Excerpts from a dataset
◇ ◇ ◇ ◇ ◇ ◇ ◇
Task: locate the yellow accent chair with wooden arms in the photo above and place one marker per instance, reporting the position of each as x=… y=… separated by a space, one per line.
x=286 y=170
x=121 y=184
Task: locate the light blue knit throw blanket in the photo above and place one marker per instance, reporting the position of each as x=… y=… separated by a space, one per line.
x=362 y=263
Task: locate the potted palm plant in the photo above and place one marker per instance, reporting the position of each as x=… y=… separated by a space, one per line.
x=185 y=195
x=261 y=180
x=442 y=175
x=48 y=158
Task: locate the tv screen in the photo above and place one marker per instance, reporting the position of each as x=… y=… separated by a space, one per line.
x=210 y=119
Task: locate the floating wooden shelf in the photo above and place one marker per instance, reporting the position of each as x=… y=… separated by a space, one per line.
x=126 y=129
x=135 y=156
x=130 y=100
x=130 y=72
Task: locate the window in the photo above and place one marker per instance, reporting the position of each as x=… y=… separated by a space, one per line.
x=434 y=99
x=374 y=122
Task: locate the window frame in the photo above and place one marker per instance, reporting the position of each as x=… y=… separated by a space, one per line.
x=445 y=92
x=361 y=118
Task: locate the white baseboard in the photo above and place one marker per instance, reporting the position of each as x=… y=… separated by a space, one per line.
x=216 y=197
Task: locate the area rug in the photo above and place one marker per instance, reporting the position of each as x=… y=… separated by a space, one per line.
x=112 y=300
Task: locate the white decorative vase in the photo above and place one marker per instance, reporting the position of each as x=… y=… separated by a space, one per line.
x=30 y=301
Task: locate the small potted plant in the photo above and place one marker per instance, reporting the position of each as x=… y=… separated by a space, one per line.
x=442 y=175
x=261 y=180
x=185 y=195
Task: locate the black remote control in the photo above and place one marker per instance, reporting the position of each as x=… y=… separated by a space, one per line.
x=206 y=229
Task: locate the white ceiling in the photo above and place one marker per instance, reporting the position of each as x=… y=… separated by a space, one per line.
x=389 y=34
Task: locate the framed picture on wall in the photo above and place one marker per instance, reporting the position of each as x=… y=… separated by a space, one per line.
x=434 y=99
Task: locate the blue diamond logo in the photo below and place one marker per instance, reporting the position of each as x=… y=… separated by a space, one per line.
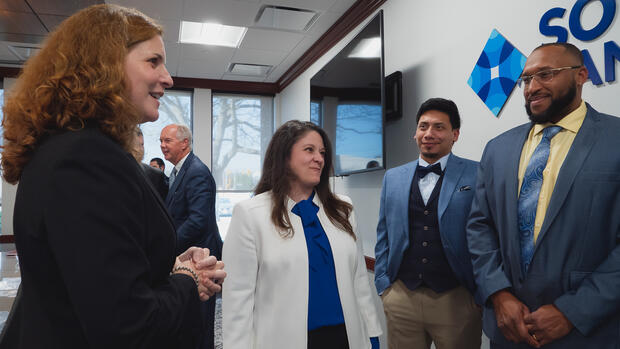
x=496 y=72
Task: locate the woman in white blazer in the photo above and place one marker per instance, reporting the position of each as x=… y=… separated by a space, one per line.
x=283 y=289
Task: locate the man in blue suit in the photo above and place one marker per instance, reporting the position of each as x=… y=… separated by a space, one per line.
x=191 y=203
x=423 y=269
x=545 y=222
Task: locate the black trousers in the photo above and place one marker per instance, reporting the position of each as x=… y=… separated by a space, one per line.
x=328 y=337
x=208 y=311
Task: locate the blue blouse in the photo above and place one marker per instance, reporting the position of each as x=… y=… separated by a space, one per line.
x=324 y=307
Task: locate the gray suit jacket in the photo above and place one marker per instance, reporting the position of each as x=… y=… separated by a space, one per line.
x=454 y=203
x=576 y=262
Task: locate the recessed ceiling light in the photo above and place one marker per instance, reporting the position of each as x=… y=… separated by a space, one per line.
x=287 y=18
x=249 y=69
x=211 y=34
x=367 y=48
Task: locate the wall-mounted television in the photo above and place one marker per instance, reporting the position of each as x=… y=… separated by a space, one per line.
◇ ◇ ◇ ◇ ◇ ◇ ◇
To do
Except for the pictures, set down all of the records exactly as they are.

Task response
Task: locate the yellow accent chair with wooden arms in the photo above and place one marker per instance, reporting the position of each as x=… y=… separated by a space, one per line.
x=286 y=170
x=121 y=184
Task: locate the light blue knit throw blanket in the photo above and place one marker per instance, reporting the position of each as x=… y=… separated by a space, one per line.
x=362 y=263
Task: locate the potted palm plant in the photo above and place one marker per instance, reporting the position of each as x=… y=… separated by a space, one per line.
x=185 y=195
x=261 y=180
x=442 y=175
x=48 y=158
Task: locate the tv screen in the photo above and place one marker per instance, reporting the position of each as x=… y=… separated by a space, one per line.
x=210 y=119
Task: locate the floating wooden shelf in the photo above and place one marker per instance, reporting the position of each as x=… y=… separated by a space, one per line.
x=126 y=129
x=135 y=156
x=130 y=100
x=130 y=72
Task: locate the window in the photo above and place one marker per instance, reporting the position of each as x=… y=… separated by a space, one per line.
x=434 y=99
x=374 y=122
Task: locate the window frame in the photo above and place one marker per instance, reporting the position of each as x=… y=… separated by a space, one per line.
x=445 y=92
x=361 y=118
Task: locate the white baseboard in the photo above and place one marker per instance, reporting the position of each as x=… y=… separated by a space, one per line.
x=216 y=197
Task: locate the area rug in the photo above and place one marker per instance, reporting the position of each as x=… y=… separated by a space, one per line.
x=112 y=300
Task: locate the white decorative vase in the photo above and place one marker per instance, reporting the position of each as x=… y=… separated by a space, one per line.
x=30 y=301
Task: locate the small potted plant in the photo above and place one marker per instance, reporting the position of each as x=… y=… separated by a space, one per line.
x=442 y=175
x=261 y=180
x=185 y=195
Task: locate the black remote control in the photo above and place one marker per instance, reporting the position of each as x=… y=… separated by a space, one per line.
x=206 y=229
Task: locate the white ceiling in the photo above and place one marker per instance, reporting the position of each as x=… y=… separated by a space, one per line.
x=389 y=34
Task: locate the framed picture on wall in the photo above and place one marker per instance, reporting the position of each as x=… y=… separated by a space, one per line.
x=434 y=99
Task: locate the blue diamond logo in the photo below and place one marker per instance, reporting the position of each as x=… y=… separated by a space, one per line.
x=496 y=72
Task: locate the woman in white blazer in the photo above and place one marker per instance, reporting the position of each as x=… y=… separated by a space, one per line.
x=283 y=289
Task: locate the man in blue suit in the photo above and place one marker per instance, reporting the position of each as x=… y=… separated by a space, one per line.
x=191 y=203
x=423 y=269
x=545 y=222
Task: locate the black trousers in the photo above and place one marker per instance, reporting the position of each as x=… y=… separated by a space, one per line.
x=328 y=337
x=208 y=311
Task: locate the blue blouse in the photo above and place one marker per instance, reporting the position of each as x=… y=… separated by a space, one per line.
x=324 y=307
Task: locate the gray suit jacket in the photo above and place one marker per instance, reporting the position of each as x=… y=… separated by a space, one per line.
x=454 y=203
x=576 y=262
Task: locate the recessed ceiling light in the photo above and place one marker per instance, reporting the position of each as x=… y=… separated by a space, one per line.
x=287 y=18
x=249 y=69
x=211 y=34
x=367 y=48
Task: locate the wall-mounted television in the photo above and place one marker per instance, reporting the position of each as x=… y=… separated by a space, one per line.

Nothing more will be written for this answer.